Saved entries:
++++

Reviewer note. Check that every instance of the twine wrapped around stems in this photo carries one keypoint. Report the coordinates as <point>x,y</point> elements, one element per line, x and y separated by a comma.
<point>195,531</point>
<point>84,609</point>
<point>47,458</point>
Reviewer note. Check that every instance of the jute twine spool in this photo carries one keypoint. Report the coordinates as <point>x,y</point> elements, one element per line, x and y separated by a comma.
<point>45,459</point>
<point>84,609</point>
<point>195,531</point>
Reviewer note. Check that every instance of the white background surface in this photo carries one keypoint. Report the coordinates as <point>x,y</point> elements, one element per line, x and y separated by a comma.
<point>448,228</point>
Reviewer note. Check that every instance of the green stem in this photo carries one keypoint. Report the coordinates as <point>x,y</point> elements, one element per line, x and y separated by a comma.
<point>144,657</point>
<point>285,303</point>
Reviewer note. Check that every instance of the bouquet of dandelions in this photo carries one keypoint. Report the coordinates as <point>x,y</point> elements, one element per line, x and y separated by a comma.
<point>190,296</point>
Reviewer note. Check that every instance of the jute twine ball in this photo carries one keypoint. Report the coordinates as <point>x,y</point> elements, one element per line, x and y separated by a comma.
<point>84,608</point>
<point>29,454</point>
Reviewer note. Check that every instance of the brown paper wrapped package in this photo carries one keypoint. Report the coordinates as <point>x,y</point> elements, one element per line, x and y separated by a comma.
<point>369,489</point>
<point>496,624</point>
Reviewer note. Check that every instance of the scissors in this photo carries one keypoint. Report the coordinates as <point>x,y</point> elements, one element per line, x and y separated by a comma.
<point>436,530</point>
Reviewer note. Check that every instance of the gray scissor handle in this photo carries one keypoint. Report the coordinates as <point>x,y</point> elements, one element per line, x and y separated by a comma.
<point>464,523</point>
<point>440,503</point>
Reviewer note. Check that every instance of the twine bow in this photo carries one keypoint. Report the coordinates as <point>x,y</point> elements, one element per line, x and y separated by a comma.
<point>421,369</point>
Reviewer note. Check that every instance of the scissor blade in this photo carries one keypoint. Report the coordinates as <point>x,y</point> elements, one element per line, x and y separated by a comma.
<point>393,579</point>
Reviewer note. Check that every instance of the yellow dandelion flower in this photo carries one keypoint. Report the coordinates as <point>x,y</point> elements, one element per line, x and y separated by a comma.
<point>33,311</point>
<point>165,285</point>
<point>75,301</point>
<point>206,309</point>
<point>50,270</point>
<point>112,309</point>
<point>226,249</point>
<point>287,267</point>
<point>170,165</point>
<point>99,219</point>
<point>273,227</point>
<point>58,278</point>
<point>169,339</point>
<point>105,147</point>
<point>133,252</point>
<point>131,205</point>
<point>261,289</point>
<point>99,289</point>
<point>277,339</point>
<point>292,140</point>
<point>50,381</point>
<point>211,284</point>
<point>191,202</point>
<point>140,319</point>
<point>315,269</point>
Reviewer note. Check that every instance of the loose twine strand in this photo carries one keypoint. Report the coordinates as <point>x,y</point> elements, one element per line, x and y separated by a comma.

++++

• _PROBLEM_
Each record is to be retyped exactly as written.

• _TASK SOLUTION_
Reviewer note. Check that every instance of the twine wrapped around stems in this photo carries one keypoint. Report the coordinates as <point>x,y</point> elements, one element per line, x and y separated by a comma.
<point>195,531</point>
<point>84,609</point>
<point>47,458</point>
Reviewer note. Check that every instance of the jute twine spool in this photo carries one keypoint. Report the coordinates as <point>x,y</point> elements, one element per line, x and y separated by a comma.
<point>45,459</point>
<point>84,609</point>
<point>195,531</point>
Reviewer note. Check that every instance of the white background surface in this photo carries one keypoint. Report the coordinates as <point>x,y</point> elements, one element per line, x and y separated by a comma.
<point>448,228</point>
Reviewer note. Check that every instance of the green stem in this photo carries one keypoint. Report the coordinates as <point>x,y</point> elements, one element per line, x and y separated by a comma.
<point>144,657</point>
<point>285,303</point>
Reviewer note. Check that every instance of the bouquet of dandelions in this photo carries one keypoint. Report the coordinates as <point>x,y</point> elements, one element per line, x and y separated by a comma.
<point>190,296</point>
Reviewer note. Check that every instance of the jute twine ball in this photo carries one keypoint. Report the coordinates as <point>x,y</point> elements, one element per line, x and y separated by a comma.
<point>84,608</point>
<point>29,454</point>
Reviewer note. Check that every instance of the brown paper wrapped package in this photo carries one keypoint. Report the coordinates as <point>x,y</point> elements, one element per line, x and y separated by a comma.
<point>369,489</point>
<point>496,624</point>
Reviewer note. Check that every instance of the scissors in this photo carries one keypoint. Report the coordinates as <point>x,y</point> elements, one element per line, x and y separated by a comma.
<point>436,530</point>
Reviewer note. Check that every instance of the gray scissor handle in this photo carries one keypoint. Report the coordinates as <point>x,y</point> elements, one element per line, x and y separated by a comma.
<point>464,523</point>
<point>440,503</point>
Reviewer note. Check that every instance of the twine bow in this photo carries one keypoint. Report the coordinates as <point>x,y</point> elements, one element per line, x and y separated by a comma.
<point>421,369</point>
Reviewer note. Check that every instance of the scissor blade in this photo carries one keypoint. Report the coordinates as <point>x,y</point> elements, one element per line, x and y separated by a comma.
<point>393,579</point>
Reviewer note. Check that every instance of the yellow dandelion flower in this photo carries one keypoint. Report the coordinates as <point>x,y</point> elements, one element per line, x and y separated by a comma.
<point>33,311</point>
<point>165,285</point>
<point>75,301</point>
<point>206,309</point>
<point>50,270</point>
<point>112,309</point>
<point>226,249</point>
<point>287,267</point>
<point>170,165</point>
<point>99,219</point>
<point>273,227</point>
<point>58,278</point>
<point>169,339</point>
<point>105,147</point>
<point>133,252</point>
<point>131,205</point>
<point>261,289</point>
<point>99,289</point>
<point>277,339</point>
<point>292,140</point>
<point>50,381</point>
<point>211,284</point>
<point>191,202</point>
<point>140,319</point>
<point>315,269</point>
Reviewer note. Check that every instance of the loose twine strand in this photo carries one keypoint. Report the coordinates as <point>x,y</point> elements, one element per line, x and y separated by a comma.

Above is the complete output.